**Assigned task**:
The result should be every line of the listing that holds the word "green".

**Given entries**:
□ □ □

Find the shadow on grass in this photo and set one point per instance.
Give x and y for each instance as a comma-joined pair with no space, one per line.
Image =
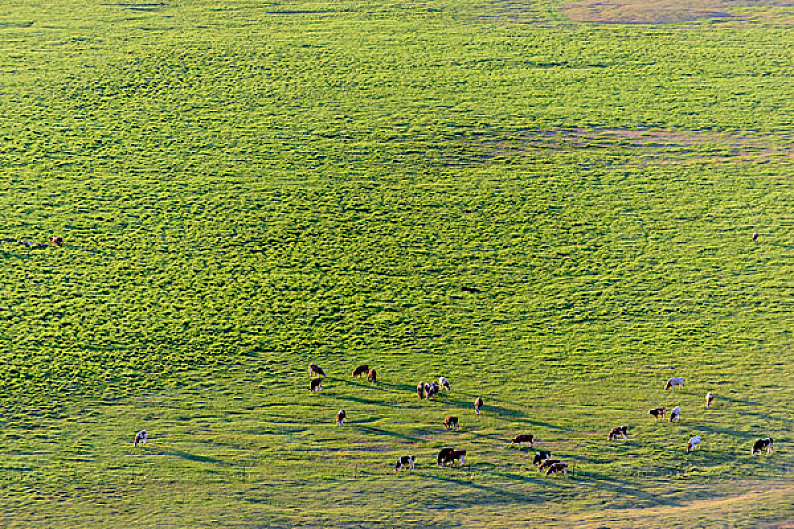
380,431
623,487
497,492
197,458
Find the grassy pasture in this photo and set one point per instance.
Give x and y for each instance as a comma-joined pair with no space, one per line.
245,187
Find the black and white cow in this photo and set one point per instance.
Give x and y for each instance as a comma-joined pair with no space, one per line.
761,445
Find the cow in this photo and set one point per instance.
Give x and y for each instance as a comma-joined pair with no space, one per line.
443,454
763,444
451,422
452,456
314,369
558,467
693,442
140,438
547,463
432,390
405,462
541,456
524,438
618,430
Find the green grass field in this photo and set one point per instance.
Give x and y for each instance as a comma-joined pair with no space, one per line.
245,187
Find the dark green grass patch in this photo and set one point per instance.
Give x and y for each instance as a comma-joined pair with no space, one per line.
555,216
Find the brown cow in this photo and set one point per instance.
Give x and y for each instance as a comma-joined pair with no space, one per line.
452,456
314,369
618,430
556,468
547,463
524,438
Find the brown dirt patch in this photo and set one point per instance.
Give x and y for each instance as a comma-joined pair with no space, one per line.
660,11
645,147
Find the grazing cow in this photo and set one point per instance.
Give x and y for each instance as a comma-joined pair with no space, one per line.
547,463
558,467
452,456
405,462
443,455
314,369
618,430
451,422
541,456
693,442
524,438
140,438
763,444
432,390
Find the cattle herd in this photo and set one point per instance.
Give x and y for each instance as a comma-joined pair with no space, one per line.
542,458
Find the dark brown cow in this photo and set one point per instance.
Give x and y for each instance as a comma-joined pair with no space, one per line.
547,463
618,430
524,438
761,445
314,369
558,467
443,455
454,455
140,438
541,456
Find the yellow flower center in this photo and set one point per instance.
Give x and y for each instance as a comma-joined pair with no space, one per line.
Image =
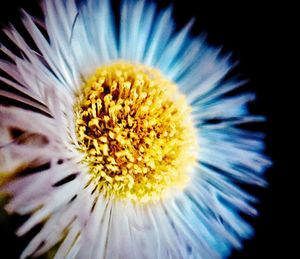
135,132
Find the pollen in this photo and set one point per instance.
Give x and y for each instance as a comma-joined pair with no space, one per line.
135,132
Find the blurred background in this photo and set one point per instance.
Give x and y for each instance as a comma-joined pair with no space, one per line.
254,33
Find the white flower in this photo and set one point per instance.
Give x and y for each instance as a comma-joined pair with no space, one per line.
116,174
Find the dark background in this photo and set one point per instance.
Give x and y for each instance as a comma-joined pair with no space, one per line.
256,34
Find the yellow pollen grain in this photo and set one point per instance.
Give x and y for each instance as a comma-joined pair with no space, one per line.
135,132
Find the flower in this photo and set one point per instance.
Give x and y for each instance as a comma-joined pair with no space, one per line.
125,145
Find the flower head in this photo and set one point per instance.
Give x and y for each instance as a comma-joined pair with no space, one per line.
109,142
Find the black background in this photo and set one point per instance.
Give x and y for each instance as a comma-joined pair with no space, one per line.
256,34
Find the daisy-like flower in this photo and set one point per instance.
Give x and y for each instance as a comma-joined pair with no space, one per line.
122,140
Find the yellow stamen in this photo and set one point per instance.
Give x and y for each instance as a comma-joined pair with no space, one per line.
135,132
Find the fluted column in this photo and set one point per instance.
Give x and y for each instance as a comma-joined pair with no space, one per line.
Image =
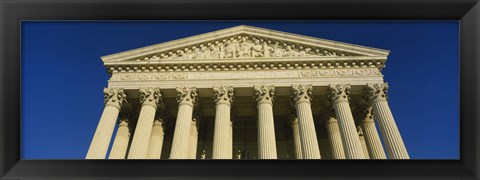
335,138
186,99
339,96
296,135
120,144
193,142
362,141
114,99
264,96
223,133
372,140
149,98
156,139
301,97
377,95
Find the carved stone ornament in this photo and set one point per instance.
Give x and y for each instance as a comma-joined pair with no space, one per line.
114,97
187,95
223,94
243,46
338,93
292,114
376,92
264,94
359,131
150,96
301,93
327,115
362,113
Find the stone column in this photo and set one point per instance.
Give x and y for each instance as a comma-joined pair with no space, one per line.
223,133
296,135
149,98
301,97
120,144
264,96
362,141
339,96
156,139
377,95
114,99
372,140
193,142
334,136
186,99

□ □ □

**Exercise output**:
Find the green grass field in this photo and set one point per instance.
Find the dark green grass patch in this photo and set one point per instance.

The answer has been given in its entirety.